[[ DOCUMENT SECTION open ]]

This Is What We Are Trying To Do

InAcchord a capella, 2009

InAcchord a capella, 2009

22 November 2013
6:43 pm
Edinburgh

T. —

My body is in this habit now. I was awake for most of the night because I had to get up at 2am to order a bag online. I know it sounds ridiculous, but it is a special bag. Only 10 of them were being put up for sale today, and were expected to sell out promptly. When I woke up this morning, the bags were still there, and I could have just gotten it at a more normal hour of the day. Sarah’s flight was delayed, so suddenly my day freed up to just allow me to have a lazy day of finishing some things, looking at things, and generally being quite exhausted.

I didn’t mean to write in the evening. I was ready to write to you this morning, but I think that’s just the pattern my body has adopted. I’ll honestly stop qualifying it or apologizing for it now. Clearly, November is just that kind of month for us. Flexible, and full of holes and building up. I’ll just allow it to be what it is.

Ways other people could make my life easier:

  • Give me more singing. Let me sing more. Bring me to the music. I know the picture for this letter isn’t that clear, but it was a still shot of a video from my college a capella group, when I sang “Fix You” by Coldplay. It was one of the happiest moments of my musical life, which you can see painted all over my face.
  • Books. More books. Share books. Take books. Talk about books. Bring me to the books. Show me the books.
  • Know me. Try to know me. Like to know me? Engage me, and I will be engaged, and I will engage right back. Just be here, and stay, and we can build something great.
  • Just tell me what to do. This is more for my loan company, for my bank, for all the bureaucracy. Just tell me what you want, instead of telling me all the ways I’ve done it wrong.

Ways I could make other people’s lives easier:

  • Be patient, be kind, be present.

[[ DOCUMENT SECTION closed ]]
[[ DATA EXCERPT open ]]

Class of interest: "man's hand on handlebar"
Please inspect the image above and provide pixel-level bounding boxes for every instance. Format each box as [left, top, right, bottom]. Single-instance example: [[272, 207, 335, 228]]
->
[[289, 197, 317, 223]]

[[ DATA EXCERPT closed ]]

LIST OF TASKS:
(a) Reproduce the letter word for word, from "22 November 2013" up to and including "being quite exhausted.".
(b) Carry on writing the letter, picking up right after its final line.

YOUR WRITTEN ANSWERS:
(a)
22 November 2013
6:43 pm
Edinburgh

T. —

My body is in this habit now. I was awake for most of the night because I had to get up at 2am to order a bag online. I know it sounds ridiculous, but it is a special bag. Only 10 of them were being put up for sale today, and were expected to sell out promptly. When I woke up this morning, the bags were still there, and I could have just gotten it at a more normal hour of the day. Sarah’s flight was delayed, so suddenly my day freed up to just allow me to have a lazy day of finishing some things, looking at things, and generally being quite exhausted.

(b)
  • Love everyone as if they were my own parent, as if they were my child, or my brother (courtesy of Garchen Rinpoche).
  • I am here. I am present, I am willing to help. I will treat your work as important, if not more, than my own, and I will help you to fulfil it.
  • I really want to teach.
  • In the meantime, I am a support.

Ways I could make my own life easier:

  • Ask for what I need.
  • Acknowledge the feelings I am experiencing, and know that I am not my pain. I am not my jealousy, nor my frustration, nor my anger. I am something else entirely.
  • I’ve started trying to listen better to my body, to what it wants, and to when I am neglecting it too far. More listening, more gentleness, but at the same time, more stretching of limits. More pushing myself to do what I know I can accomplish but have never asked of myself yet.
  • Do justice to my work. Invest. Show up.
  • Let it go. I love this parable: “The true spirit of Buddhism was expressed by Buddha’s directions to accept nothing, to find out for oneself, to treat his teaching as a boat needed to cross a river: When finished, leave the boat behind.” – from Why I Am a Buddhist by Anthony Billings.

Remember this:

What a weird impulse writing is in the first place — to make something out of memory and observation, out of emotion and thought, utterance and silence, the stated and the implied. Out of nothing, as a woman once said to me at a cocktail party. Yes, I thought to myself immodestly — just as God created the world. We try to say exactly what we mean, to put the exact word in the exact place — and then we take it out to the mailbox and put up the red flag.

This is what we are trying to do at our house: simplify, appreciate, stay close, be kind, tell the truth, work as we are able, rest. We’re keeping to ourselves, reading out loud, going to bed early.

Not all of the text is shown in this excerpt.